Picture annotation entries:
..............................
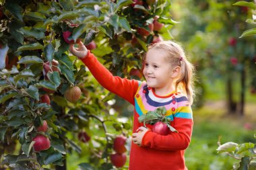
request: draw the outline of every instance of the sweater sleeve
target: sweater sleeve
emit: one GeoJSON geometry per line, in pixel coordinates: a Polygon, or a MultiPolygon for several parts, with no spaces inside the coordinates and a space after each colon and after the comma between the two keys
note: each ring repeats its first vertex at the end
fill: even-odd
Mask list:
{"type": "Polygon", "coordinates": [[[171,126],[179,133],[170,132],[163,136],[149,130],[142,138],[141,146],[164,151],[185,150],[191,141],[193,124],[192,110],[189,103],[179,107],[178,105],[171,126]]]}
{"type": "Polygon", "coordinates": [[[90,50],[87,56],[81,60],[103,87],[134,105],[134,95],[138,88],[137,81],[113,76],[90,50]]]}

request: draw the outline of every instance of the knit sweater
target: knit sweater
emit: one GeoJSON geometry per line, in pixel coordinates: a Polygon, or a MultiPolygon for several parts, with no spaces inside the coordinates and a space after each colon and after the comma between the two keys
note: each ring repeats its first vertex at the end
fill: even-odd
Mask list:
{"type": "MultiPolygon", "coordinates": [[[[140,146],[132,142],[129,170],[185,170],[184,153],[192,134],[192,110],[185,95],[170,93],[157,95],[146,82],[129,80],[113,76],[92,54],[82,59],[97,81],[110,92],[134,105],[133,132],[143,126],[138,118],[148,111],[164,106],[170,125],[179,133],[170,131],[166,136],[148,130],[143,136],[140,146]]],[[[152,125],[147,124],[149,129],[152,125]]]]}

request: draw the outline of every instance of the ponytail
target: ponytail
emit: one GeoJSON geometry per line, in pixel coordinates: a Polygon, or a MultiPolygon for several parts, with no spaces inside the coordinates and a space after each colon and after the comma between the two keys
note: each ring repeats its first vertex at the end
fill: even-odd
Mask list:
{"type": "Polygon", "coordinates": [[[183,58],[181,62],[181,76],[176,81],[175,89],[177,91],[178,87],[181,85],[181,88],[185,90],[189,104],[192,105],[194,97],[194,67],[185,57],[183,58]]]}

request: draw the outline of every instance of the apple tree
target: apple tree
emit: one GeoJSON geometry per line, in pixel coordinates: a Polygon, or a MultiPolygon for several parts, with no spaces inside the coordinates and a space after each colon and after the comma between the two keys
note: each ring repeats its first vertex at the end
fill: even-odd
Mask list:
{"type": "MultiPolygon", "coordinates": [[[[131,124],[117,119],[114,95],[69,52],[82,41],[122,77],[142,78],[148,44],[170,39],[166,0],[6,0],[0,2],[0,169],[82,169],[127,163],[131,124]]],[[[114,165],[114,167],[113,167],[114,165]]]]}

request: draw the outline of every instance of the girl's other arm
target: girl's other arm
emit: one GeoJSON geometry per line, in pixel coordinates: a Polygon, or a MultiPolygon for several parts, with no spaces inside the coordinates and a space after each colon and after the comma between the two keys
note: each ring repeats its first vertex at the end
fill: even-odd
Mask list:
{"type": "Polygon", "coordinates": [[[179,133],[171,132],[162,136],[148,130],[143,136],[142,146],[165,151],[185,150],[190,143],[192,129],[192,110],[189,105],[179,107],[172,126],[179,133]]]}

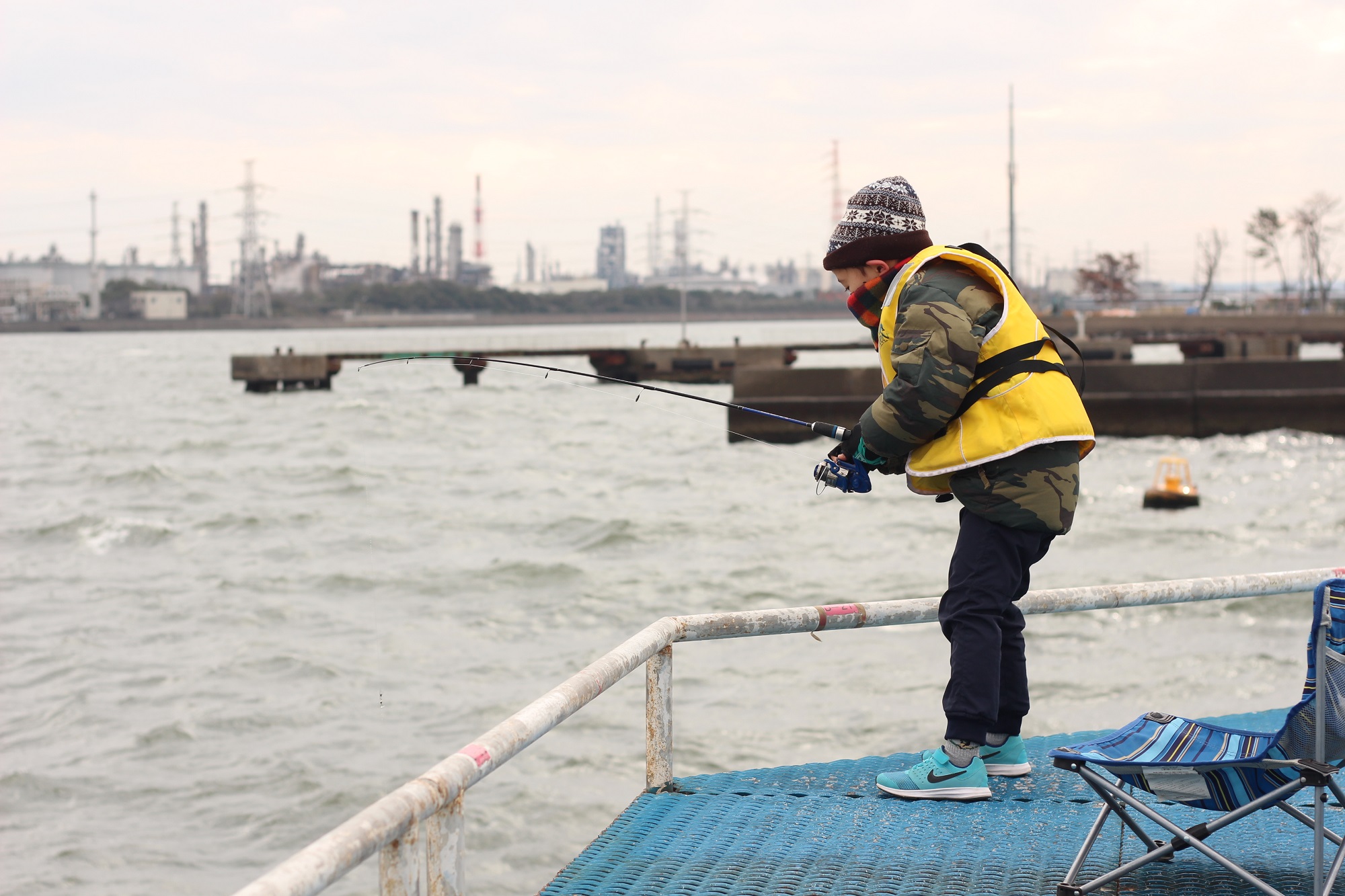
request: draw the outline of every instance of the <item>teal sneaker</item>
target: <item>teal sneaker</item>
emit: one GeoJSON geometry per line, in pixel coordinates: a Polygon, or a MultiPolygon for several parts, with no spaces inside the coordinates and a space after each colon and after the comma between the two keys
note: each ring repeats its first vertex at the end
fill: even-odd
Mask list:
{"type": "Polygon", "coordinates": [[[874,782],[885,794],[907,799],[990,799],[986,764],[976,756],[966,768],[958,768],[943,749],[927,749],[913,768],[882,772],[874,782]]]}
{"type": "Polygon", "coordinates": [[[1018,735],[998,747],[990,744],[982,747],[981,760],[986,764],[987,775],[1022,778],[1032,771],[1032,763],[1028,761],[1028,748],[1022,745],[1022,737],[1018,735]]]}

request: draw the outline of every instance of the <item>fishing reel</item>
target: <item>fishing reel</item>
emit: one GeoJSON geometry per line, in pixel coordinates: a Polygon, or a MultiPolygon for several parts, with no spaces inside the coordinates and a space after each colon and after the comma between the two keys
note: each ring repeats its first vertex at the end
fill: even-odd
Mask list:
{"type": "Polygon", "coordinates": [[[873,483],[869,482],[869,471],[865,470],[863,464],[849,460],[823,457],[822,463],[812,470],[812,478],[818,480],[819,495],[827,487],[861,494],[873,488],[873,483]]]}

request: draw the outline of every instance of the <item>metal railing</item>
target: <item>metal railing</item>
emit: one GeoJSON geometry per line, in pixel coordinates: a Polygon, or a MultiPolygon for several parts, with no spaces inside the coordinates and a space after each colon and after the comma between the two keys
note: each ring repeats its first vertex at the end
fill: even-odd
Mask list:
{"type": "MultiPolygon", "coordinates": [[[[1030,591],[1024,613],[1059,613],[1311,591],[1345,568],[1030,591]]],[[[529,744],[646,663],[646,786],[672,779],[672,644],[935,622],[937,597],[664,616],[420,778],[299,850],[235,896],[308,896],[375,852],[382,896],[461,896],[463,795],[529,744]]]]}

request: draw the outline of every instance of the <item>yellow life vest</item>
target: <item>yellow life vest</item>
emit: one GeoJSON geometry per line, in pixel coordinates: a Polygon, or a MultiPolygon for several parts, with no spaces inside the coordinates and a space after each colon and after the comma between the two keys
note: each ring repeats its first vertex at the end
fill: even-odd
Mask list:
..............................
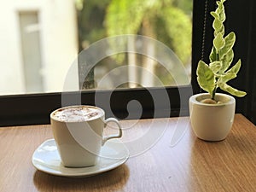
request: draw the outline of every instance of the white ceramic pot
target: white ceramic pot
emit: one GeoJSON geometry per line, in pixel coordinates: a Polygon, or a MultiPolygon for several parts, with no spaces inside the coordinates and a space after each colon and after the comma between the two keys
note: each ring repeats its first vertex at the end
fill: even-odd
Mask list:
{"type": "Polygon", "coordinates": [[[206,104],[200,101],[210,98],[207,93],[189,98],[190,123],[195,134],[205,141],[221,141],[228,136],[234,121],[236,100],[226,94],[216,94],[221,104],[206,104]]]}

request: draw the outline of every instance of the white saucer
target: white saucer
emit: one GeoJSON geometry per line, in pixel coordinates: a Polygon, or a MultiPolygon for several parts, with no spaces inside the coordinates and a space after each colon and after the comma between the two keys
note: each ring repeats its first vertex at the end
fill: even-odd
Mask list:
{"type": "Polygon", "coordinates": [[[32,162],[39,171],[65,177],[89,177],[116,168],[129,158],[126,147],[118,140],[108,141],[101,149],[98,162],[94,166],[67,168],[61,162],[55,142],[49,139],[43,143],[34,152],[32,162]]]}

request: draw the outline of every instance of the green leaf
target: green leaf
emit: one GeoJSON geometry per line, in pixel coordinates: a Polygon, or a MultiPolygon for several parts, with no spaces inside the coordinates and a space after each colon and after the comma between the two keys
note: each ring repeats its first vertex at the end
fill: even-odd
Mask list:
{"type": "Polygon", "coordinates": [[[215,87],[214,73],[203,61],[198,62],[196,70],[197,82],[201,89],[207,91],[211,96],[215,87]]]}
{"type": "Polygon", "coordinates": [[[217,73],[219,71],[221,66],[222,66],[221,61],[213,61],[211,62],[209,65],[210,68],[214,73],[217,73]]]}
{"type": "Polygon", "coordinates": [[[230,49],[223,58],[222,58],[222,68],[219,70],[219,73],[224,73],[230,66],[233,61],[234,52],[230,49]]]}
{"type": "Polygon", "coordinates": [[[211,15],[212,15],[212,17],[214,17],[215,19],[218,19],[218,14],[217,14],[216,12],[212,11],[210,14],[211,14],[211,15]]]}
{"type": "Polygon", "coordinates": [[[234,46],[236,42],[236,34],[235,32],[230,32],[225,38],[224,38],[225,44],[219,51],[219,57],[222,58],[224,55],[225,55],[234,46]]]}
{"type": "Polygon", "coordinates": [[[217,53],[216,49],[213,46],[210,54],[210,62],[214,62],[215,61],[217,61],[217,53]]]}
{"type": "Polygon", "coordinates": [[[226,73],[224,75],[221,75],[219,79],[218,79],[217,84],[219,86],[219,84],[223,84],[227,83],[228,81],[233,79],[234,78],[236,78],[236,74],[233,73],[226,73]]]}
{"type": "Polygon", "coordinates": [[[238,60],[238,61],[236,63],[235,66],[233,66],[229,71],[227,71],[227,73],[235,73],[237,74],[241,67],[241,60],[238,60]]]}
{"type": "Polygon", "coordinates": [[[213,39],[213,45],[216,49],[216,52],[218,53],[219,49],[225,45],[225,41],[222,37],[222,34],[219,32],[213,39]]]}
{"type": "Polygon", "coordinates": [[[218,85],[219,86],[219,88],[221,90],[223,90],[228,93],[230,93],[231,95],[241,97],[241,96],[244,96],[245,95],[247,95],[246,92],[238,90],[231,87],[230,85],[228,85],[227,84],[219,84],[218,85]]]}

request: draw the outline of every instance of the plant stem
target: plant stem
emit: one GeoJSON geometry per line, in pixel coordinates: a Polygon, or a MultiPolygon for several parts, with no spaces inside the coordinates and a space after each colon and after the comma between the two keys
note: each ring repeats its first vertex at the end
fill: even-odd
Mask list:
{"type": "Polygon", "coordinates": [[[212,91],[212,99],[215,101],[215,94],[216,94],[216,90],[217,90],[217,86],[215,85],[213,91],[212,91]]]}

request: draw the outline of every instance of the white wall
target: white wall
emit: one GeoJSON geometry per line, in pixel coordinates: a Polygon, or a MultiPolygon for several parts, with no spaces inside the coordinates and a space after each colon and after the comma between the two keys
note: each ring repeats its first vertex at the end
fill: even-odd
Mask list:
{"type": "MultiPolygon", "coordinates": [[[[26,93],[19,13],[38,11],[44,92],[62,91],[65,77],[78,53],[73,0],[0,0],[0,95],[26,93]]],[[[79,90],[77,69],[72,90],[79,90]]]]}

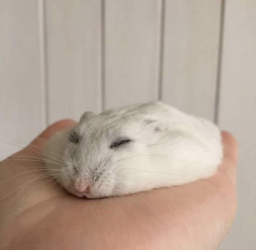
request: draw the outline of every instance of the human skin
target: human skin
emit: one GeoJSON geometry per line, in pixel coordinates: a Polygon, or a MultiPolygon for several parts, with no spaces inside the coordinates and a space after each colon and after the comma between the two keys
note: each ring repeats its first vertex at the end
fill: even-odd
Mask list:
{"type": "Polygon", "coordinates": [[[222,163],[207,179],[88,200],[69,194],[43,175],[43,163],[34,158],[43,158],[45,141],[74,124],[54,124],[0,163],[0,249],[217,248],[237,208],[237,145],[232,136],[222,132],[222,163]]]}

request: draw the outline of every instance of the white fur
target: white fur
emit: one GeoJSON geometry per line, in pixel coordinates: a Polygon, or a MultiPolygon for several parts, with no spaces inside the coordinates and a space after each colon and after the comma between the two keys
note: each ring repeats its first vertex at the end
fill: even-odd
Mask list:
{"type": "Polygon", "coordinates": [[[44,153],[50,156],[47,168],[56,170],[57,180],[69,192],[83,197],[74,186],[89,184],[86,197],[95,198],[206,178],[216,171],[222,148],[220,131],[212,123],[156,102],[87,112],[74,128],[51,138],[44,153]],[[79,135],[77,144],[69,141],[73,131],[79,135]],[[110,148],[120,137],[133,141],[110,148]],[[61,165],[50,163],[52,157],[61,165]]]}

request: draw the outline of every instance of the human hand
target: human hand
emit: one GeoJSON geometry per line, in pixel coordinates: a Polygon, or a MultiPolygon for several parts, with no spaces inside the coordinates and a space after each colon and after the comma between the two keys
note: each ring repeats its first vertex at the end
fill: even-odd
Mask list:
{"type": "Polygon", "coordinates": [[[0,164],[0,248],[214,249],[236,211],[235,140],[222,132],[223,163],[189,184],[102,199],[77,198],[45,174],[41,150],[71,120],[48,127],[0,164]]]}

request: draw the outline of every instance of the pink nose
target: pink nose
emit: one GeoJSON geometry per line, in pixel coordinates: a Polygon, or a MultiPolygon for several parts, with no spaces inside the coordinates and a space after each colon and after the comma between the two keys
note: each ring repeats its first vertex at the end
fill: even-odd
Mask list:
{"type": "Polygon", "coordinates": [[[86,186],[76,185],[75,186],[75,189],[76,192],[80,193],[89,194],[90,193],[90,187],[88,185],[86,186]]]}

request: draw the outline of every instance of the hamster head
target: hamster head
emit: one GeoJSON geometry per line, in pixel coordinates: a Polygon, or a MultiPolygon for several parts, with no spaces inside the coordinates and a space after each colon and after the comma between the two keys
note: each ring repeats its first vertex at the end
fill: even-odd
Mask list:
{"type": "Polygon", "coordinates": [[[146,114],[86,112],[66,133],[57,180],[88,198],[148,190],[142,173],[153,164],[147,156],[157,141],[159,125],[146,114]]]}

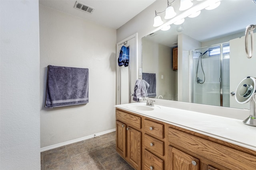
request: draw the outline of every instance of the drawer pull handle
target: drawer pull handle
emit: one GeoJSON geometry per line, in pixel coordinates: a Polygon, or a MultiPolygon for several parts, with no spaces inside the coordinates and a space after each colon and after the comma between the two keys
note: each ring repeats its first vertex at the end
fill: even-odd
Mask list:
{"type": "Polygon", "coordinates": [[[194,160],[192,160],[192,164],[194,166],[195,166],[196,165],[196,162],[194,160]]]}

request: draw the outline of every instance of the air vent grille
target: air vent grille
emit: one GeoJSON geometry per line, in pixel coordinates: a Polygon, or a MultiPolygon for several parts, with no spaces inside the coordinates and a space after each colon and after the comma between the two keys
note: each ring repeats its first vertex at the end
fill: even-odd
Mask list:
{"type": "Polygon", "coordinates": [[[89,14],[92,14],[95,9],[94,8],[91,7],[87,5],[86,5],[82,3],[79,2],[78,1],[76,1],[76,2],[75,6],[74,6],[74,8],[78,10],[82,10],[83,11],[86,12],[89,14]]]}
..............................
* To be done: Count the lines of the listing above that contain the string "vent", treating uppercase and lowercase as different. Give only the number.

* Reply: 2